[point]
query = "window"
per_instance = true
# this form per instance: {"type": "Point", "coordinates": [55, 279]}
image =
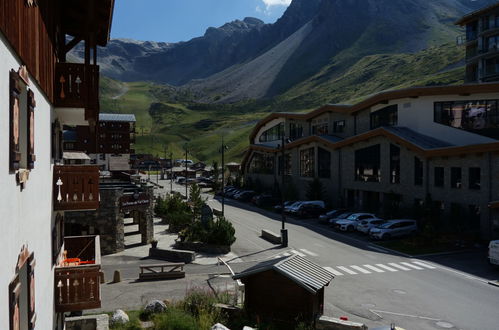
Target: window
{"type": "Point", "coordinates": [455, 177]}
{"type": "Point", "coordinates": [367, 164]}
{"type": "Point", "coordinates": [418, 172]}
{"type": "Point", "coordinates": [273, 134]}
{"type": "Point", "coordinates": [474, 178]}
{"type": "Point", "coordinates": [262, 164]}
{"type": "Point", "coordinates": [480, 117]}
{"type": "Point", "coordinates": [339, 126]}
{"type": "Point", "coordinates": [324, 163]}
{"type": "Point", "coordinates": [307, 162]}
{"type": "Point", "coordinates": [439, 177]}
{"type": "Point", "coordinates": [295, 131]}
{"type": "Point", "coordinates": [394, 164]}
{"type": "Point", "coordinates": [387, 116]}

※

◆ **Goal of the exercise**: Each line above is to be transcribed exactly, though its pictures are not.

◆ **Task output**:
[point]
query = "window"
per_instance = true
# this form per instance: {"type": "Point", "coordinates": [55, 279]}
image =
Target: window
{"type": "Point", "coordinates": [455, 177]}
{"type": "Point", "coordinates": [367, 164]}
{"type": "Point", "coordinates": [418, 172]}
{"type": "Point", "coordinates": [273, 134]}
{"type": "Point", "coordinates": [474, 178]}
{"type": "Point", "coordinates": [262, 164]}
{"type": "Point", "coordinates": [480, 117]}
{"type": "Point", "coordinates": [339, 126]}
{"type": "Point", "coordinates": [324, 163]}
{"type": "Point", "coordinates": [307, 162]}
{"type": "Point", "coordinates": [439, 177]}
{"type": "Point", "coordinates": [295, 131]}
{"type": "Point", "coordinates": [394, 164]}
{"type": "Point", "coordinates": [387, 116]}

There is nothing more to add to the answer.